Exercise – Keep every word of the listing and reproduce it exactly, but set aside any image found there.
----- Supplied records -----
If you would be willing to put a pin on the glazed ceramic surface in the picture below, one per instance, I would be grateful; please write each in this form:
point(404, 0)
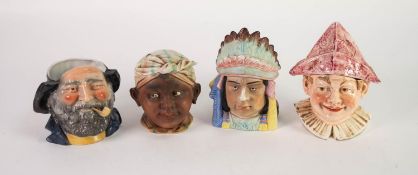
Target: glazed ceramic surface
point(244, 91)
point(165, 89)
point(79, 94)
point(336, 77)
-----
Output –
If you would be willing to put a pin on the glazed ceramic surface in the picture below, one per instance, I would be grateful; please write each in this form:
point(404, 0)
Target: glazed ceramic surface
point(244, 91)
point(165, 89)
point(79, 94)
point(336, 77)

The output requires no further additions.